Prepared by Mattia Banin, Mario D’Agostino, Vanessa Gunnella and Laura Lebastard

On 4 April 2025 China imposed export restrictions on rare earth elements, raising production challenges for some firms. The measures were introduced in retaliation for increased US tariffs on Chinese goods during escalating US-China trade tensions. They restrict Chinese exports of rare earth elements, compounds and related products, such as permanent magnets that are used across the defence, electric vehicle, energy and electronics industries (European Commission, 2020). The decision caused a supply shock: in May Chinese shipments of rare earth magnets dropped by approximately 75% compared with the previous year, which forced some carmakers to pause production.

The euro area is exposed to supply chain risks linked to Chinese exports of rare earth elements – it relies on direct imports from China and indirect supply via third parties. China dominates the global rare earth market, producing 95% of the world’s rare earths. It also has a central position in refining other critical raw materials, such as lithium and cobalt (International Energy Agency, 2024). This underscores the pivotal role of China in global supply chains and highlights euro area vulnerabilities to geopolitical disruptions (International Relations Committee Work stream on Open Strategic Autonomy, 2023; Attinasi et al., 2025). China supplies 70% of the euro area’s rare earth imports (Chart A, first column). Even where the euro area sources secondary products containing rare earth elements from countries other than China (Chart A, second to fourth columns), the suppliers depend heavily on China for raw rare earth elements. For example, the United States imports 80% of its rare earth elements from China – so the euro area remains indirectly exposed to Chinese supply chains when importing US products that use rare earths.

▶ [Provided data]

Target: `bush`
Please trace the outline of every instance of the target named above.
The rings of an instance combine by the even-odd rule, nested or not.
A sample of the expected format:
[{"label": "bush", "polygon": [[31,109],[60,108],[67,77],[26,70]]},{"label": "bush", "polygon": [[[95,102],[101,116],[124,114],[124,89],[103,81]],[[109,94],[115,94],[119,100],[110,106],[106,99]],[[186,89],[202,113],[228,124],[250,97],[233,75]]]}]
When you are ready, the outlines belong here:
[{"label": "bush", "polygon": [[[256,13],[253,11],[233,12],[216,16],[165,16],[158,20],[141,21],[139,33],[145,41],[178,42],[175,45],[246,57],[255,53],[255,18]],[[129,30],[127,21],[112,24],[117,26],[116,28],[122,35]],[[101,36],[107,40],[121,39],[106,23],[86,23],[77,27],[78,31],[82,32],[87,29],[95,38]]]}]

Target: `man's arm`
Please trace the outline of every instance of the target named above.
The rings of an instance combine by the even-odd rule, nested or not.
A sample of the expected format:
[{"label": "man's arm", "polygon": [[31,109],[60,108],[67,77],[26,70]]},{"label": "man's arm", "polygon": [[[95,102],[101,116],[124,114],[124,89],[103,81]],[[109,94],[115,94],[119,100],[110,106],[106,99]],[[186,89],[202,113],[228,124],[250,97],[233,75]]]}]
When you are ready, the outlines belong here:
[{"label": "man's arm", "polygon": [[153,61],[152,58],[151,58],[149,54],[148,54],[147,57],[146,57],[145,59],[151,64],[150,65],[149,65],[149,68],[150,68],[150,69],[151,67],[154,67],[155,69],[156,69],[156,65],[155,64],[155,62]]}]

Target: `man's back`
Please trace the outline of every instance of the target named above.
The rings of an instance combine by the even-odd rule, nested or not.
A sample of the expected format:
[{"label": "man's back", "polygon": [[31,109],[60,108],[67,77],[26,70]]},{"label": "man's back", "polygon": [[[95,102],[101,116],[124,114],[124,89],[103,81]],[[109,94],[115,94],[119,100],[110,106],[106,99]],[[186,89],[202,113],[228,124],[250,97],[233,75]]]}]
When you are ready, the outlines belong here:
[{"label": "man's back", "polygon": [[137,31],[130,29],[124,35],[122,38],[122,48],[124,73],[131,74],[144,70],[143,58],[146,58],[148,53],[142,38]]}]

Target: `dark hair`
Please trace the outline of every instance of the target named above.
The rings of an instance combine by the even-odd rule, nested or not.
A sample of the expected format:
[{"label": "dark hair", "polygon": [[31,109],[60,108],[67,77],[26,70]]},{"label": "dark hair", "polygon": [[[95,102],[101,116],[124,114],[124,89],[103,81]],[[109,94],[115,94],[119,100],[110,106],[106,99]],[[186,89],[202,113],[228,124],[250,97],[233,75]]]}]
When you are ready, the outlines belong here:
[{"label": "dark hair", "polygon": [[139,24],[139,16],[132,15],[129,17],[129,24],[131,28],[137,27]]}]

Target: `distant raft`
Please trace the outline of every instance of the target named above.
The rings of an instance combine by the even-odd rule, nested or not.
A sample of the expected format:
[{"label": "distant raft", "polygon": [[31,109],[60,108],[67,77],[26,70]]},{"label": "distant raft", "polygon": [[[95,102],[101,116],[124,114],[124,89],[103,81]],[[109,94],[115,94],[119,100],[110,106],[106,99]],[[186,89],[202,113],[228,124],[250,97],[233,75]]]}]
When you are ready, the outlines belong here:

▶ [Work instructions]
1/ In the passage on rare earth export restrictions, list the industries that use permanent magnets.
2/ Write the next part of the passage on rare earth export restrictions, starting after its final sentence.
The rows are separate material and have no connection to the passage on rare earth export restrictions.

▶ [Response list]
1/ defence, electric vehicle, energy, electronics

2/
Chart A

Imported products facing Chinese export restrictions

(percentages)

Sources: Eurostat and ECB staff calculations.
Notes: Rare earths are HS (six-digit level of the World Customs Organization Harmonized System classification) code 280530, compounds of rare earths are HS code 284690, chemical products are HS code 382499 and machines for semiconductor manufacture are HS code 848690. The data are for 2024.

Supply shortages of rare earth elements would affect substantial parts of the manufacturing industry and cause widespread negative spillovers. Rare earth elements play a crucial role in the production of specific goods, including cars, computers and phones, in sectors that are central to the euro area production chain. A network analysis based on a Bloomberg database of companies’ supplier-customer relationships indicates that over 80% of large European firms are no more than three intermediaries away from a Chinese rare earth producer (Chart B).[1],[2] According to the data, only a few euro area firms procure rare earths directly from Chinese suppliers – for instance Airbus and BASF. Around a quarter of all firms – including Volkswagen, Renault and Telefónica – rely on just one intermediary. The intermediaries are often US tech firms making products with rare earths supplied by Chinese companies. This reliance on indirect supply chains amplifies the exposure of euro area companies to potential disruptions, as even minor interruptions in Chinese exports can cascade down to intermediaries and affect a broad range of industries.

Chart B

Number of intermediaries between euro area firms and Chinese rare earth suppliers

(percentages of euro area firms, weighted by revenue)

Sources: Bloomberg Finance L.P. and ECB staff calculations.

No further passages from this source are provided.